There are many metrics food truck vendors need to keep an eye on to maintain profitability. In a recent survey we conducted, many replied that they were focusing on check averages. This is the average amount of money spent by each customer in one visit. Your food truck check average is definitely important, but it doesn’t give you a clear understanding of your profitability.

The problem is, you can have the biggest check averages and still lose money. You need to maximize your profits, and part of that includes managing check average, but it’s important that you do not concentrate on increasing the average customer check.

Calculating your check average is simple. Take your total amount of sales and divide it by the number of customers. Include everything sold from your food truck, including merchandise. Your check average includes everything that involves revenue, not just food.

Finding The Right Balance

Food truck owners need to find ways to increase sales. Upselling and suggestive selling are important to maximize total revenue. You need to be strategic in your sales, promoting the items that make the greatest contribution to your income. And maybe most important, you need to price and promote your menu offerings to leave the customer with the sense that they received value. Successful vendors have to plan ways to increase check averages while increasing sales of the most profitable items. It’s a juggling act, but one that you’ll have to master to win in the food truck industry.

Tell us you have an $20 check average, and we’ll be impressed. Show that you have a 35 percent gross margin on sales and you’re moving in the right direction. Now tell us that you have 60 percent of your customers visit your truck at least once per month, and you are the winner.

Check Averages Are Useful

Every food truck should have a target check average, and work at building it. If your average customer spends $15, and you serve 80 customers on a typical shift, you see the how boosting check averages even by a few dollars will help.

Once you know your check average, it only makes sense to want to increase it. Bigger check averages mean more success, right? Not necessarily.

Careful price point selection is a fundamental issue for every food truck. A customer may pay $5 for a side but refuse to purchase the same item for $7. So, do you lower the price, sell more product and keep people happy? Or, do you keep the margin up, sell less, just to keep costs in line? Every food truck vendor is faced with this question, and it’s how you answer that makes the difference.

Don’t think that I am stating that customer check average isn’t important, it is. It’s a number every food truck owner should know. Instead of the dollar amount, think about making each check as profitable as possible.
===
§ **WHAT THE TASK ASKS**
Pick up the piece on food truck check averages after its last sentence and keep writing it. The lines after this text aren't needed for any of this.

§ **DATA SECTION**
===
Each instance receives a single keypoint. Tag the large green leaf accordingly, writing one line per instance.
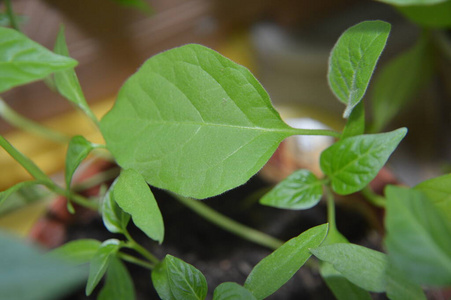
===
§ **ANSWER TO THE EXERCISE**
When it comes to increasing check averages, proceed with caution. The same technique that adds a few dollars to each check may have negative consequences. If your customers aren’t happy, you’re in trouble. If the people leaving your food truck are not happy, who cares what your check average is?

3 Ways To Increase Check Averages And Profitability

Increase check averages while gaining profitability while creating happy customers. Here are a few ways to try. They may not work for every food truck, but they will get you started on the balancing your revenues and profits.

Ring everything up

Profitability will suffer if your cashier makes the sale, but then doesn’t charge for it. The most common item that doesn’t get rung up is drinks. It’s very common to overlook ringing up an iced tea or cola. Make sure your service window servers know your refill policy (if you have one) and adhere to it. Some trucks offer free refills while others charge for a separate beverage.

Create combo deals

Bundling is a win-win for food truck and for your customers. Bundling may consist of an side/entrée combo or entrée/dessert combo. You add to the dollar amount of each check while your guests maximize their dollars spent. Diners will not be surprised by the dollar value, and they can knowingly order within their budget.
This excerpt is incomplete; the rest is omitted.